> [DOCUMENT EXTRACT]:
-- Opening Marker --

Pathophysiological Links Between Myocardial Infarction and Anxiety Disorder, Major Depressive Disorder, Bipolar Disorder and Schizophrenia

1. Introduction

Myocardial infarction (MI) and psychiatric conditions are two major causes of disability and death worldwide [1]. Many studies have demonstrated that survivors of MI are at an elevated risk of developing psychiatric disorders and vice versa [1]. However, the exact neurobiological pathways that link MI to psychiatric illness remain poorly understood [2]. Individuals with major psychiatric conditions have a life expectancy that is approximately 15 to 25 years shorter than that of the general population, with cardiovascular disease accounting for the majority of these premature deaths [3,4]. Cardiovascular disease is the leading cause of death among individuals with major psychiatric conditions with mortality rates being more than twice compared to the general population, and this continues to rise over recent decades [5].

-- Closing Marker --

> [THE DATA]:

-- Opening Marker --

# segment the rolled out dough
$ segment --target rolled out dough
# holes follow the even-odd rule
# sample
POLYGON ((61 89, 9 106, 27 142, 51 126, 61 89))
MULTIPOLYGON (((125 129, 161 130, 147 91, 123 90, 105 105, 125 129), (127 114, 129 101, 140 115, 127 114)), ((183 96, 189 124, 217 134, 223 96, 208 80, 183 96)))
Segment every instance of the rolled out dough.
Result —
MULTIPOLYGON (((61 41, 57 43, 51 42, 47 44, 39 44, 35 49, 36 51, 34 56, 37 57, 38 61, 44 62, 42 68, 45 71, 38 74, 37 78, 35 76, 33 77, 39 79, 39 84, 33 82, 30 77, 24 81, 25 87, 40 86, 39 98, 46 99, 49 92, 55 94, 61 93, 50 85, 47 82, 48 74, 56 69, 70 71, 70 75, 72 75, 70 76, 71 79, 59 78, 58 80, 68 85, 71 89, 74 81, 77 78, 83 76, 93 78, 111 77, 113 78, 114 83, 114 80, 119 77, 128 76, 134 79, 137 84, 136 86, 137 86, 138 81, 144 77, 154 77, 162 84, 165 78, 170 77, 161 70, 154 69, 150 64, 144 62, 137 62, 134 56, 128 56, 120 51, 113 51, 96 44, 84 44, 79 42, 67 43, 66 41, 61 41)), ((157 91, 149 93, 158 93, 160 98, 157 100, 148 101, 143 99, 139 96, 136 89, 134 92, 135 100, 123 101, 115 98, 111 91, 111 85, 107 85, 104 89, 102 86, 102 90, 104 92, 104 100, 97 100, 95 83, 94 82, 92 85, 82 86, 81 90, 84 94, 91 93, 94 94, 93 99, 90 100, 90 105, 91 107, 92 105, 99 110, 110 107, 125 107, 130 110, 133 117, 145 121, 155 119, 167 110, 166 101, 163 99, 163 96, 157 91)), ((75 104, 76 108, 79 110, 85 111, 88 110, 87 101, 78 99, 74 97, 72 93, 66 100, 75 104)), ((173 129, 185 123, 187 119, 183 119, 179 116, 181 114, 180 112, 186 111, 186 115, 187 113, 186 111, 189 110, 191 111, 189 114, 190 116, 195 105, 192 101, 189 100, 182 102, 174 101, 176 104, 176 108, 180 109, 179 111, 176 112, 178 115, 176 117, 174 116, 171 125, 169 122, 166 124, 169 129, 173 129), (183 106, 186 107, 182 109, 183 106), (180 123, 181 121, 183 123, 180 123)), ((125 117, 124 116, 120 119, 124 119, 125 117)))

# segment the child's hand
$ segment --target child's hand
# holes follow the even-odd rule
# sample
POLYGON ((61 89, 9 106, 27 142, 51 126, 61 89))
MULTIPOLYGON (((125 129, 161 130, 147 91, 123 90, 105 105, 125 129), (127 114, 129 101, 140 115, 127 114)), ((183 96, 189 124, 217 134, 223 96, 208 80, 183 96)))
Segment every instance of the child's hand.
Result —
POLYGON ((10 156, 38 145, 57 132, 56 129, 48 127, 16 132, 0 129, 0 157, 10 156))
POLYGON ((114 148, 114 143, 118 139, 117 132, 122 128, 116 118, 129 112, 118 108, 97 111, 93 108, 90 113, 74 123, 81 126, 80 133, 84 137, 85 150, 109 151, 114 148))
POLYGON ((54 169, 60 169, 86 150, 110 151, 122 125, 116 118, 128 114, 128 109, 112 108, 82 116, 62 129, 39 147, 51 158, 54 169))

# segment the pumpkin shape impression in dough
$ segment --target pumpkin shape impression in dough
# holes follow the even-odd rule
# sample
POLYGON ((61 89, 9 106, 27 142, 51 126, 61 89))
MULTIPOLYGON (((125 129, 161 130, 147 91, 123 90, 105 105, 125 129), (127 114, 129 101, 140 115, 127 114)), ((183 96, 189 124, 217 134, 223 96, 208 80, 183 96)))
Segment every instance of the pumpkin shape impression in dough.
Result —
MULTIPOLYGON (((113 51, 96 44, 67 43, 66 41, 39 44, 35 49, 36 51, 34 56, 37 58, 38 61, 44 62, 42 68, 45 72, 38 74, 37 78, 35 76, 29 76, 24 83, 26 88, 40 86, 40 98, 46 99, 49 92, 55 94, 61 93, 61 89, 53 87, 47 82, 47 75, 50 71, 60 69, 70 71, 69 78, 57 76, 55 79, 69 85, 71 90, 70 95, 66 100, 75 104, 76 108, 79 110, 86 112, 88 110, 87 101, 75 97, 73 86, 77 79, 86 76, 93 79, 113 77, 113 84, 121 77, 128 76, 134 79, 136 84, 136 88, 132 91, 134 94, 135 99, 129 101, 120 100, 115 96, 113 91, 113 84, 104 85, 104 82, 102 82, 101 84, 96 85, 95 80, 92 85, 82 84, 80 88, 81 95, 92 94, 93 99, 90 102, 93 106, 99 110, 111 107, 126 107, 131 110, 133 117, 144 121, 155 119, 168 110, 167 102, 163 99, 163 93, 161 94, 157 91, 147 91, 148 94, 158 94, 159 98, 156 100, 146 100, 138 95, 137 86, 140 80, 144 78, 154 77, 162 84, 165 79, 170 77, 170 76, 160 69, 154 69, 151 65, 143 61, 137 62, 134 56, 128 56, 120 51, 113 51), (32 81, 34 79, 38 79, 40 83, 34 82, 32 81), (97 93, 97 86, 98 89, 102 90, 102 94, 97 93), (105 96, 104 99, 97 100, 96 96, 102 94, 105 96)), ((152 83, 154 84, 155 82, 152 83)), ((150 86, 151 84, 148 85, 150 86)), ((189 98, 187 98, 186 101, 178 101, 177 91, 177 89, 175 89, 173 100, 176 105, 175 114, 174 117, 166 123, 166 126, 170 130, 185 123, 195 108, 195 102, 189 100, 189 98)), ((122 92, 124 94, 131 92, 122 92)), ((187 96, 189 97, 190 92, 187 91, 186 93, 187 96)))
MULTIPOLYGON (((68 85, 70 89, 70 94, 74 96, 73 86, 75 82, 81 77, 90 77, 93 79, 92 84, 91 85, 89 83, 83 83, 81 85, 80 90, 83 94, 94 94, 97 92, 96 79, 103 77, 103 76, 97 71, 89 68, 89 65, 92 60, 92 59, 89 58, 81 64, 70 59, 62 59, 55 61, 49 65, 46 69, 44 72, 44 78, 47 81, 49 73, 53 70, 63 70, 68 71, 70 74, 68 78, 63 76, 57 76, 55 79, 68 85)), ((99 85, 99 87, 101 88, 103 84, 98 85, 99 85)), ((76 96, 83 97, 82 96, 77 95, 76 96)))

-- Closing Marker --

> [TO DO]:
**a.** In the article on myocardial infarction and psychiatric disorders, how much shorter is the life expectancy of individuals with major psychiatric conditions than that of the general population?
**b.** Write the next passage of the article on myocardial infarction and psychiatric disorders, starting after its last sentence.

> [YOUR WRITTEN ANSWERS]:
**a.** About 15 to 25 years shorter.

**b.**
The relationship between myocardial infarction and cardiovascular disease appears to be bidirectional, with acute coronary events and chronic cardiovascular conditions potentially triggering the development of psychiatric conditions [6]. In addition, evidence indicates that even among patients with low coronary artery calcium scores, mortality rates in those with major psychiatric conditions remain three to four times higher than in the general population [7]. Emerging research highlights shared pathophysiological mechanisms between myocardial infarction and psychiatric conditions, encompassing biological, neurohormonal and genetic factors [8]. This review aims to explore the molecular mechanisms between myocardial infarction and major psychiatric conditions.

2. Anxiety Disorder and Major Depressive Disorder

Figure 1 demonstrated the pathophysiology of myocardial infarction and depression. Studies have demonstrated that patients with MI had a higher risk of developing newly diagnosed anxiety and major depressive disorders [9]. MI serves as a significant risk factor for newly diagnosed clinical anxiety and depressive disorders within the first two years following the event [9]. The biopsychosocial model suggests that the interplay of biological, psychological, and social factors may contribute to the development of anxiety and depressive disorder post-myocardial infarction [10].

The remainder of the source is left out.